-- Material to process follows --
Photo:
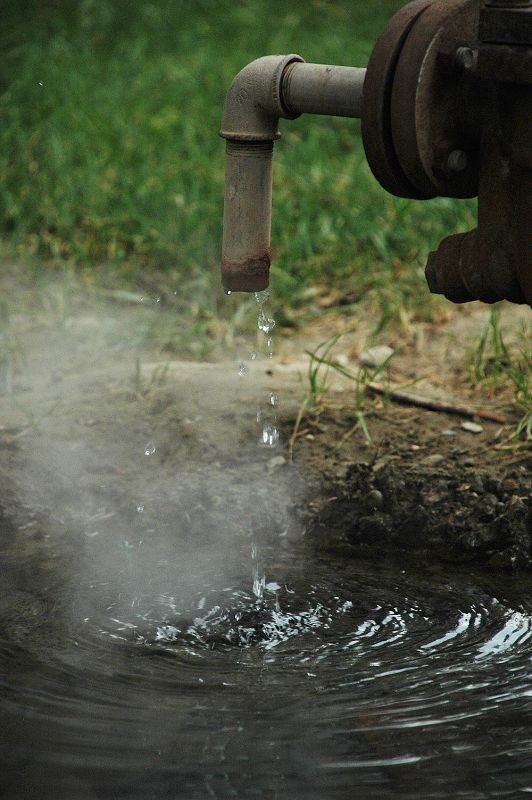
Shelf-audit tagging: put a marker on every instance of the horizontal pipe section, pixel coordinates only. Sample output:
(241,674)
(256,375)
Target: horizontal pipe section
(323,89)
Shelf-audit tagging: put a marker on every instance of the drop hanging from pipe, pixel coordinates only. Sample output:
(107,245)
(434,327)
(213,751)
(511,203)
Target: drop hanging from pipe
(267,89)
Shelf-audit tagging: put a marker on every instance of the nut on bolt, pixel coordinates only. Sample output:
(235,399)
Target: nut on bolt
(466,58)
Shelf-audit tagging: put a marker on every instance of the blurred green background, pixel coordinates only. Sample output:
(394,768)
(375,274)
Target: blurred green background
(111,164)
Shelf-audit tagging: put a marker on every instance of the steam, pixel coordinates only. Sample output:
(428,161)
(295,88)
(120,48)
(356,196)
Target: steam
(149,477)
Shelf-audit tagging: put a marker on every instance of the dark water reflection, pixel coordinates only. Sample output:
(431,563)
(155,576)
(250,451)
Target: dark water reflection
(126,676)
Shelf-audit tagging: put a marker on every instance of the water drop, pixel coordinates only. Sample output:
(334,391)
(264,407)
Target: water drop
(270,435)
(264,323)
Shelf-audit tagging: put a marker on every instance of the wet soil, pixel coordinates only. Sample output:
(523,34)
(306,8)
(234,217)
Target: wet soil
(85,401)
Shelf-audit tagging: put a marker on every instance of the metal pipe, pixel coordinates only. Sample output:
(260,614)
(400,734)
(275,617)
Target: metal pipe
(250,117)
(265,90)
(323,89)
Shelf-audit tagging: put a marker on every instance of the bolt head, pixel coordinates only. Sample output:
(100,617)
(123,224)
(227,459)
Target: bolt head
(457,161)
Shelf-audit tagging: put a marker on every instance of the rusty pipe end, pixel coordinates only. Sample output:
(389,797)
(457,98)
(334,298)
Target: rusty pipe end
(249,275)
(443,271)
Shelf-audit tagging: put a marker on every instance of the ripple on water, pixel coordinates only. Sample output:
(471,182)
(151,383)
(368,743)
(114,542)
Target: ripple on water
(411,685)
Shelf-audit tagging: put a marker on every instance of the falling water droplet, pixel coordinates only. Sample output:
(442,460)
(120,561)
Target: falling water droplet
(270,435)
(264,323)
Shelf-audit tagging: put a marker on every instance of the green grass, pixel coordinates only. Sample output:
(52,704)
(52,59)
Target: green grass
(110,162)
(497,364)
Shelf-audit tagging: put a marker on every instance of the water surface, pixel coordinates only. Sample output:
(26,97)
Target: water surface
(132,668)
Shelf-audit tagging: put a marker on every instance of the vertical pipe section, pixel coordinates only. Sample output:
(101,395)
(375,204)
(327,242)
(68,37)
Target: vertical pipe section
(269,88)
(247,216)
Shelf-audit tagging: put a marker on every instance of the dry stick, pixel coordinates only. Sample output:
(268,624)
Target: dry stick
(431,405)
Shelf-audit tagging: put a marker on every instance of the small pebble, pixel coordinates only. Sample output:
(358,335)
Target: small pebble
(376,499)
(275,462)
(472,427)
(376,356)
(435,458)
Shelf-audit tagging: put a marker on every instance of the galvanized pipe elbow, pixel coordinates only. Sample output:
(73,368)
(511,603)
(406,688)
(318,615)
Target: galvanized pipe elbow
(250,117)
(265,90)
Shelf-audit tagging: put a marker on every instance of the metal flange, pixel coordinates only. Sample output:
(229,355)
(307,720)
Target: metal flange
(376,114)
(427,115)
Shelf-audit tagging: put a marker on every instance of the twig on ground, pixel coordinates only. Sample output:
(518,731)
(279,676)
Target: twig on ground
(431,404)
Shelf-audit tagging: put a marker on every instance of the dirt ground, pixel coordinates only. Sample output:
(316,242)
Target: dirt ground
(95,426)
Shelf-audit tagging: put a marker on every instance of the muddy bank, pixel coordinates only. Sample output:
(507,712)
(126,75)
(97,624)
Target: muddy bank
(98,435)
(457,517)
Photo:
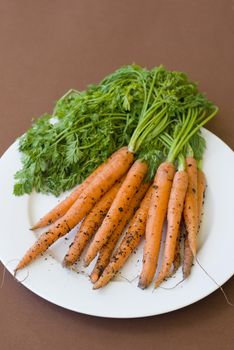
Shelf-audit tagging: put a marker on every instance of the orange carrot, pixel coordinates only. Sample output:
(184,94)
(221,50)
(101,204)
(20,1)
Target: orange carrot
(130,242)
(201,187)
(90,224)
(191,205)
(177,257)
(66,204)
(118,209)
(175,210)
(156,216)
(90,195)
(188,255)
(107,249)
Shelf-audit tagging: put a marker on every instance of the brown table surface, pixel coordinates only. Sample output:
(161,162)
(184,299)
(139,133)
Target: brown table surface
(47,47)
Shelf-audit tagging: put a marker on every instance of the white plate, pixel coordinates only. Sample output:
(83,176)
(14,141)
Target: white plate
(121,299)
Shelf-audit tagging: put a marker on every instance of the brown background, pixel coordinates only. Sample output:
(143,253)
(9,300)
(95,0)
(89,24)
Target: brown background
(47,47)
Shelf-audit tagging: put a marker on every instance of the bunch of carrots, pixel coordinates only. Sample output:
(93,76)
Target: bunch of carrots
(158,178)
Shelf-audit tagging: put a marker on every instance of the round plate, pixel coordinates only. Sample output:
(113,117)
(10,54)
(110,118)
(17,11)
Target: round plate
(72,289)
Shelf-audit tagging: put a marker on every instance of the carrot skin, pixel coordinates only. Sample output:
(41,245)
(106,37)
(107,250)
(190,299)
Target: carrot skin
(90,224)
(107,249)
(191,205)
(118,209)
(154,226)
(188,255)
(130,242)
(174,215)
(90,195)
(66,204)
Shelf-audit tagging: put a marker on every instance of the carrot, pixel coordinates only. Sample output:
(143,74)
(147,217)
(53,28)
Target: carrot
(130,241)
(201,187)
(177,257)
(175,210)
(191,204)
(66,204)
(188,255)
(107,249)
(90,224)
(156,216)
(90,195)
(118,209)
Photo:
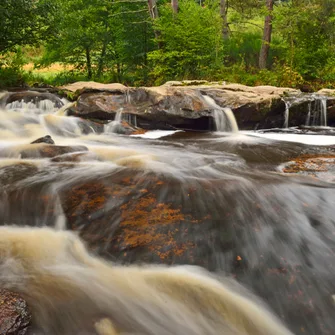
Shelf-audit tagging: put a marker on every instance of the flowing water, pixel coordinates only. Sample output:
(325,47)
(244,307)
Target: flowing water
(223,117)
(215,200)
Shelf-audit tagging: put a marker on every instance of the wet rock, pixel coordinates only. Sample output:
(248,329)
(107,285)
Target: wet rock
(76,157)
(46,139)
(39,150)
(48,150)
(184,107)
(32,96)
(80,85)
(326,91)
(13,173)
(14,314)
(321,166)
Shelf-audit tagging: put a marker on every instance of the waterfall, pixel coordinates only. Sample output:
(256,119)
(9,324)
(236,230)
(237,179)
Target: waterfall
(317,112)
(308,118)
(323,111)
(223,117)
(287,113)
(118,115)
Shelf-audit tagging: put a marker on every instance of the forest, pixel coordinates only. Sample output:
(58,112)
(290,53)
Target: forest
(148,42)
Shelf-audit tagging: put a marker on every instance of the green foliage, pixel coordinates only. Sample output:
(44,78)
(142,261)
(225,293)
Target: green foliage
(114,41)
(101,36)
(191,42)
(24,22)
(11,73)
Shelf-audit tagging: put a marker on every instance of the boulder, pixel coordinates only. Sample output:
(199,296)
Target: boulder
(39,150)
(14,314)
(184,107)
(80,85)
(48,150)
(31,96)
(46,139)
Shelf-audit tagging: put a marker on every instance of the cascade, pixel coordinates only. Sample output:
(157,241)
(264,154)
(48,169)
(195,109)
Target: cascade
(308,118)
(223,117)
(317,112)
(287,113)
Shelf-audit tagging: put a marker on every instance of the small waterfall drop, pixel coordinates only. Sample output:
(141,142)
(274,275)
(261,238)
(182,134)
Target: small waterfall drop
(317,112)
(308,118)
(323,111)
(223,117)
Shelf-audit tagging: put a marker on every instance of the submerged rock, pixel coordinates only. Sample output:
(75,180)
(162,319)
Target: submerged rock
(48,150)
(321,166)
(46,139)
(14,314)
(39,150)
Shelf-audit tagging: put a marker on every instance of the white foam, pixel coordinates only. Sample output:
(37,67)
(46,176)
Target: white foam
(297,138)
(155,134)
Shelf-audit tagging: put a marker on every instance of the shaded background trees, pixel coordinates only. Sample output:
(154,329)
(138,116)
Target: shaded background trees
(143,42)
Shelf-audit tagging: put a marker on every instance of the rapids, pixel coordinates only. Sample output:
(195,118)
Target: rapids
(216,200)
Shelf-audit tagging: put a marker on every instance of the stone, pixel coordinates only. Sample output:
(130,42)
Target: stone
(183,107)
(14,314)
(46,139)
(39,150)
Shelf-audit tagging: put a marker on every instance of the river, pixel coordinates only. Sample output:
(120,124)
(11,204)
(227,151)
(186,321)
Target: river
(219,200)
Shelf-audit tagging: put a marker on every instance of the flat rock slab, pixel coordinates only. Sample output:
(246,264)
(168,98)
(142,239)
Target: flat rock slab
(91,85)
(14,314)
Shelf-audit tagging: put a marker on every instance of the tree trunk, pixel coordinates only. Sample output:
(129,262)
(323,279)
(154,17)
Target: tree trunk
(88,64)
(264,53)
(153,11)
(104,47)
(175,6)
(223,13)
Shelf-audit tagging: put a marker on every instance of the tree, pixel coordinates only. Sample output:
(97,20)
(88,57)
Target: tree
(224,16)
(24,22)
(267,32)
(102,36)
(191,42)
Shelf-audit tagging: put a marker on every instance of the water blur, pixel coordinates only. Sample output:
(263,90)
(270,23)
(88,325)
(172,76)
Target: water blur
(218,200)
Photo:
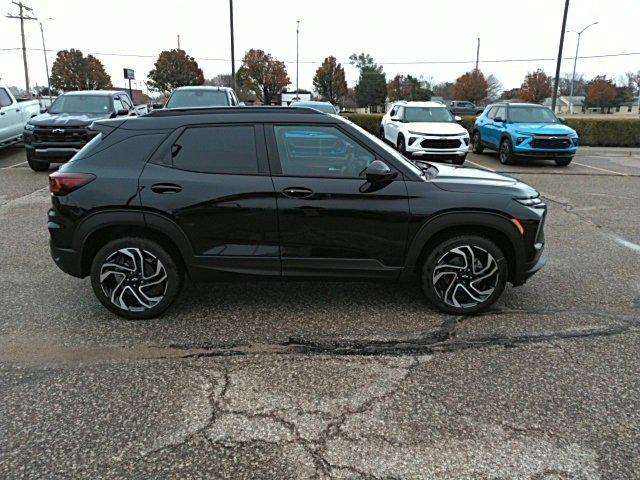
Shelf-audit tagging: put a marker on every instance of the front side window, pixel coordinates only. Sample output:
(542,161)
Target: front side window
(82,104)
(532,115)
(428,114)
(319,151)
(5,99)
(221,149)
(198,98)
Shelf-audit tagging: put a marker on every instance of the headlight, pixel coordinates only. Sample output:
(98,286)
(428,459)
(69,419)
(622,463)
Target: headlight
(530,202)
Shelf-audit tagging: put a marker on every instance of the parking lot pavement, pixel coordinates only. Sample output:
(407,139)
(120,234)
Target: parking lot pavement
(332,380)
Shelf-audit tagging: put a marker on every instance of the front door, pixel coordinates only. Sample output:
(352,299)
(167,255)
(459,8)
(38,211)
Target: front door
(332,222)
(214,183)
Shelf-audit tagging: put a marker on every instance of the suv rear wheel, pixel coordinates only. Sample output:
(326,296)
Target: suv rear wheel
(464,274)
(135,278)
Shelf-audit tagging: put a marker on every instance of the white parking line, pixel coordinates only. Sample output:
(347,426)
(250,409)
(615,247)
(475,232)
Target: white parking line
(11,166)
(479,165)
(601,169)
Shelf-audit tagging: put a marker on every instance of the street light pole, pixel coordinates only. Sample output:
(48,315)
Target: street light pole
(557,82)
(297,58)
(46,62)
(575,61)
(233,57)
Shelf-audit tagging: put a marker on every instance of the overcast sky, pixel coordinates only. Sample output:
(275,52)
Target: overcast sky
(400,31)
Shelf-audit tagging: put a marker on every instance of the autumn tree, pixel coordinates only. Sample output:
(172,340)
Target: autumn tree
(371,89)
(173,69)
(471,86)
(264,75)
(71,70)
(536,87)
(601,92)
(408,88)
(330,82)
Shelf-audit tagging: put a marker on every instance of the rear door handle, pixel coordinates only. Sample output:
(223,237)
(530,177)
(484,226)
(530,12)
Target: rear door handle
(166,188)
(297,192)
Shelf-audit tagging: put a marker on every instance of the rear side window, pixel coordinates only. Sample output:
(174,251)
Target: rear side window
(219,149)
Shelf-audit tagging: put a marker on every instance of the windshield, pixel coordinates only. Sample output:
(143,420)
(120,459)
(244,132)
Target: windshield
(82,104)
(198,98)
(323,107)
(392,151)
(427,114)
(532,115)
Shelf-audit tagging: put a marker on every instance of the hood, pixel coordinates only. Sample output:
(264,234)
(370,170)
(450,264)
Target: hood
(544,128)
(436,128)
(67,119)
(474,180)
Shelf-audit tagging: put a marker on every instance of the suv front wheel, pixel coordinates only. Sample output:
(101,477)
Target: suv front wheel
(135,278)
(464,274)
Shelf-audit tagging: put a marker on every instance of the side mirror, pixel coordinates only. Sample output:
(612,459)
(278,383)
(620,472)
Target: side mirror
(378,171)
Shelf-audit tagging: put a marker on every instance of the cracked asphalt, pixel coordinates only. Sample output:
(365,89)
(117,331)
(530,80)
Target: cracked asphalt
(333,380)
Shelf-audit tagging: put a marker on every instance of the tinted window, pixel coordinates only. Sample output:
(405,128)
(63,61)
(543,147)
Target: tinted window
(221,149)
(5,99)
(198,98)
(315,151)
(82,104)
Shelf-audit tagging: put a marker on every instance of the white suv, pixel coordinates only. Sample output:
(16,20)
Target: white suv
(425,129)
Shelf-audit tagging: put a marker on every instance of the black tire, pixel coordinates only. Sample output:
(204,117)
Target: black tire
(111,260)
(459,160)
(476,143)
(402,148)
(436,272)
(505,152)
(563,162)
(37,165)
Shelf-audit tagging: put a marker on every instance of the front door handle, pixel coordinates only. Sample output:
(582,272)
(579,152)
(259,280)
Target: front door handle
(297,192)
(166,188)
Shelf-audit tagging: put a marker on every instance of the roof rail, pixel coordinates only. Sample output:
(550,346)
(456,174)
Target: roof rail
(171,112)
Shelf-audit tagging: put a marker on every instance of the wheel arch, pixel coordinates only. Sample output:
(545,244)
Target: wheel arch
(496,227)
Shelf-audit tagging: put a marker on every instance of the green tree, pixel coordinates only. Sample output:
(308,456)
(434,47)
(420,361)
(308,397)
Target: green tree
(371,90)
(330,82)
(173,69)
(71,70)
(471,86)
(265,76)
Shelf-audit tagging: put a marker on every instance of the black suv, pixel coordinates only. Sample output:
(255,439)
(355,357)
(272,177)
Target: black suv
(282,194)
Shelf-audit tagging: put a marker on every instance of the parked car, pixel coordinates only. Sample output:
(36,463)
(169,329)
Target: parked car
(425,129)
(14,114)
(60,132)
(461,108)
(524,130)
(324,107)
(202,96)
(281,193)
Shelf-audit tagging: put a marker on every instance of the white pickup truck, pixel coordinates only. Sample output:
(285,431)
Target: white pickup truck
(14,114)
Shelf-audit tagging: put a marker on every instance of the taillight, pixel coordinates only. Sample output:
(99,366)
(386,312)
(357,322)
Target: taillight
(61,183)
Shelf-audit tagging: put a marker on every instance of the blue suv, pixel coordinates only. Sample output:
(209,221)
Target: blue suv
(524,130)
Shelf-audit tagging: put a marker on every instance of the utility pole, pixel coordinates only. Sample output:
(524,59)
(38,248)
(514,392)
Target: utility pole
(46,63)
(22,18)
(575,61)
(557,82)
(233,55)
(297,58)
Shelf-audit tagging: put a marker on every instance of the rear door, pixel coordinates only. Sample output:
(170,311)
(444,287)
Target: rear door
(332,221)
(213,182)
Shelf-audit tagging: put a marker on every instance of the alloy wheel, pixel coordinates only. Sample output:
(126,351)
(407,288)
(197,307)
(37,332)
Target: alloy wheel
(133,279)
(465,276)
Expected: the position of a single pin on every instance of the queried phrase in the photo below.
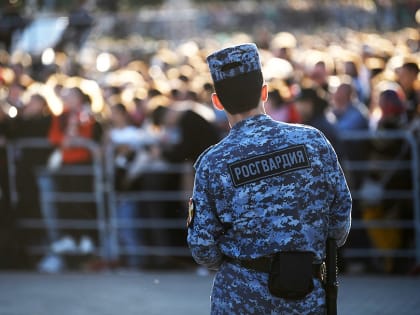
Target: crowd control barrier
(398, 163)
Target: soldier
(268, 191)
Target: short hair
(241, 93)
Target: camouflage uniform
(266, 187)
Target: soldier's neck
(235, 118)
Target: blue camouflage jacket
(268, 186)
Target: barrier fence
(398, 163)
(106, 198)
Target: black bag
(291, 275)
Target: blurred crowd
(154, 108)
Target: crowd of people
(156, 108)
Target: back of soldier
(265, 200)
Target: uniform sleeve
(205, 228)
(340, 208)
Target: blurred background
(105, 105)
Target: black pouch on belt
(291, 275)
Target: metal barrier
(413, 194)
(94, 169)
(116, 197)
(109, 225)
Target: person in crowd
(376, 206)
(71, 133)
(128, 141)
(312, 108)
(407, 77)
(350, 115)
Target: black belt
(263, 264)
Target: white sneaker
(64, 245)
(86, 245)
(51, 264)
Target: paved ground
(177, 292)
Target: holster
(291, 275)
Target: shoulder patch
(191, 212)
(267, 165)
(198, 161)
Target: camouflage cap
(233, 61)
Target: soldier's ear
(264, 93)
(216, 102)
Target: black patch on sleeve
(270, 164)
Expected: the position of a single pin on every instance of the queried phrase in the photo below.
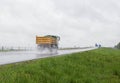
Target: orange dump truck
(50, 42)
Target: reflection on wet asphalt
(12, 57)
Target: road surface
(13, 57)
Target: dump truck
(49, 42)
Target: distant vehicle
(49, 42)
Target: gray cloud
(78, 22)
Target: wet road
(13, 57)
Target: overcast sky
(77, 22)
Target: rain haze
(77, 22)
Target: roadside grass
(96, 66)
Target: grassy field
(97, 66)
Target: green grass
(96, 66)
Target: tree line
(118, 46)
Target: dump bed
(45, 40)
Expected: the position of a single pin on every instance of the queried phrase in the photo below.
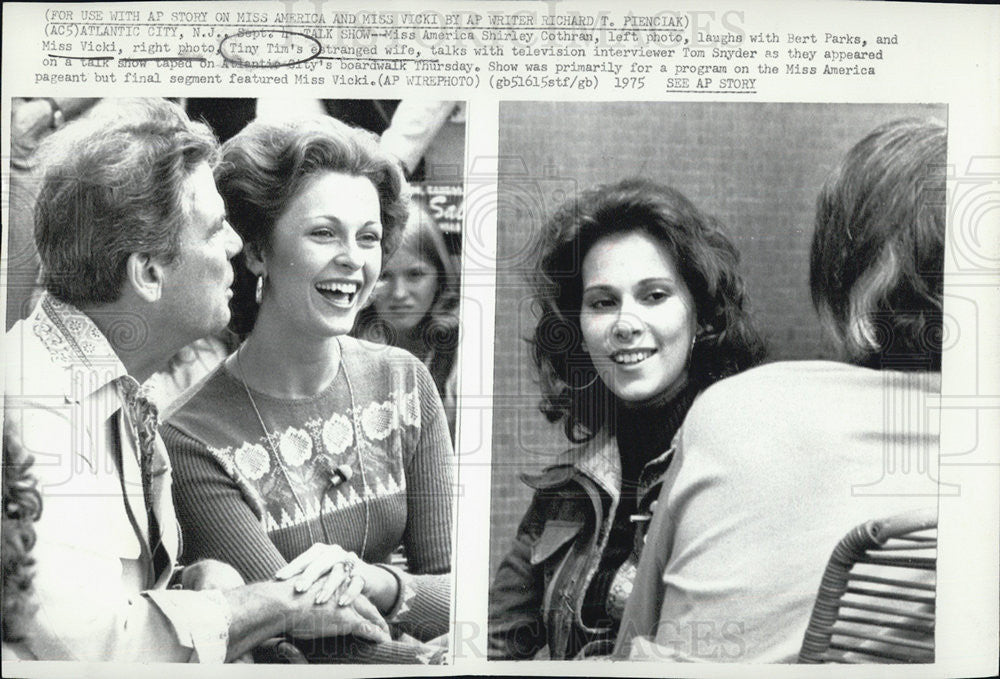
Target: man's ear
(145, 275)
(254, 259)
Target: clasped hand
(342, 573)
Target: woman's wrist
(381, 587)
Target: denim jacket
(538, 594)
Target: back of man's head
(114, 185)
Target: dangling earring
(258, 294)
(585, 386)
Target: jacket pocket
(556, 534)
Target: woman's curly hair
(707, 260)
(22, 505)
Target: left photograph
(232, 336)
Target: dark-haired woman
(415, 304)
(651, 312)
(773, 467)
(310, 454)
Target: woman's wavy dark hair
(22, 505)
(727, 342)
(877, 263)
(265, 166)
(439, 328)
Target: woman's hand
(359, 617)
(343, 574)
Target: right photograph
(718, 341)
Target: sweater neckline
(324, 394)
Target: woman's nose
(625, 328)
(349, 256)
(627, 325)
(398, 289)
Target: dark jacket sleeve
(516, 626)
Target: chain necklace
(274, 451)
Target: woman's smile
(637, 317)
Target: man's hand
(329, 619)
(210, 574)
(340, 573)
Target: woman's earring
(258, 294)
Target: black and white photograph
(719, 333)
(233, 327)
(500, 338)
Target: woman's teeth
(629, 357)
(340, 292)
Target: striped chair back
(876, 600)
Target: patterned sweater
(381, 416)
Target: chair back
(876, 599)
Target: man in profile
(135, 250)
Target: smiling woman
(309, 454)
(642, 308)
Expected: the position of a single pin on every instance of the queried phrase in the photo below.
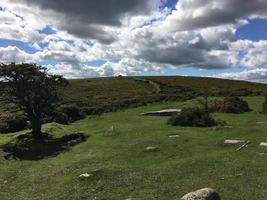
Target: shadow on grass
(24, 147)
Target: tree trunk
(36, 128)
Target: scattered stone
(222, 127)
(85, 175)
(263, 144)
(243, 146)
(174, 136)
(152, 149)
(167, 112)
(202, 194)
(234, 141)
(261, 122)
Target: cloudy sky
(92, 38)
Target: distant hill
(98, 95)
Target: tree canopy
(33, 89)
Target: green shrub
(230, 105)
(68, 113)
(192, 117)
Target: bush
(192, 117)
(68, 113)
(230, 105)
(264, 106)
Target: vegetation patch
(192, 117)
(25, 147)
(230, 105)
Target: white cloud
(14, 54)
(259, 74)
(138, 36)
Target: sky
(99, 38)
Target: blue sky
(96, 38)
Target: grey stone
(202, 194)
(234, 141)
(151, 149)
(166, 112)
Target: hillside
(95, 96)
(114, 154)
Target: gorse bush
(230, 105)
(192, 117)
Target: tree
(264, 105)
(33, 89)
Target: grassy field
(100, 95)
(121, 168)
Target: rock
(234, 141)
(263, 144)
(202, 194)
(261, 122)
(174, 136)
(167, 112)
(85, 175)
(151, 149)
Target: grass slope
(95, 96)
(195, 160)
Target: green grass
(98, 95)
(195, 160)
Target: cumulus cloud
(259, 75)
(132, 37)
(196, 14)
(14, 54)
(91, 19)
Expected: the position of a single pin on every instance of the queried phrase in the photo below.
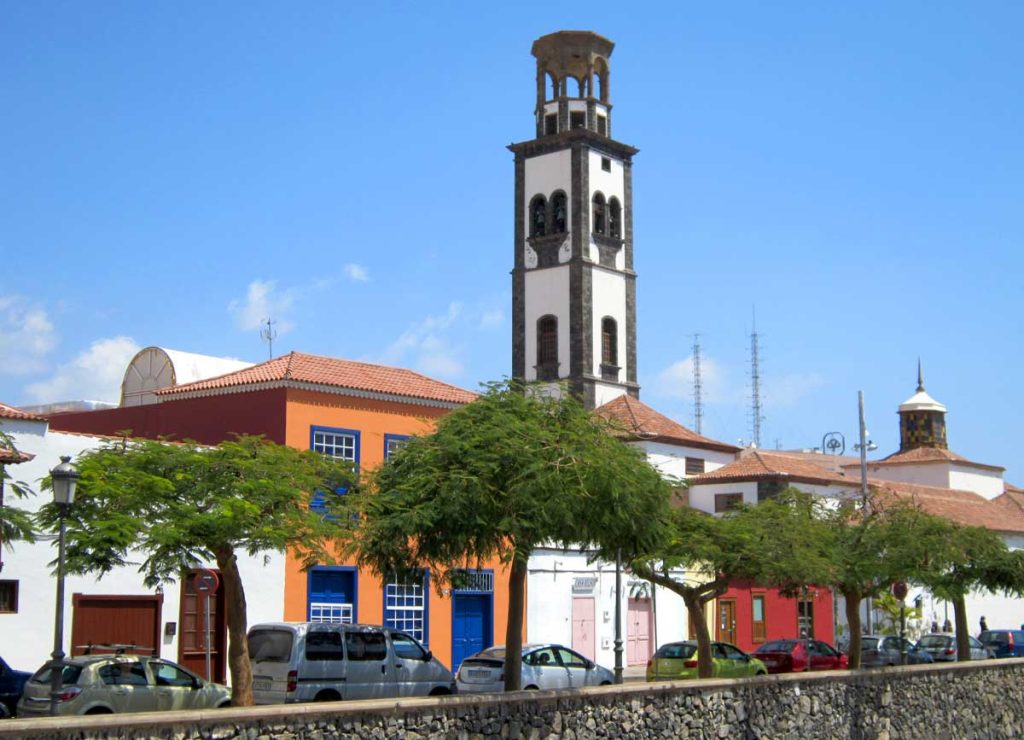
-- Material to process concluded --
Brief:
The lines from the one containing "Target: cumulus cloud" through the end of the data above are to be copied exactly, both ends included, and pictures are to be omitted.

Result of this exercise:
Target: cumulus cloud
(259, 75)
(132, 37)
(196, 14)
(14, 54)
(91, 19)
Expected: the position of a single pin on every instance of the queried phrase in the photo below.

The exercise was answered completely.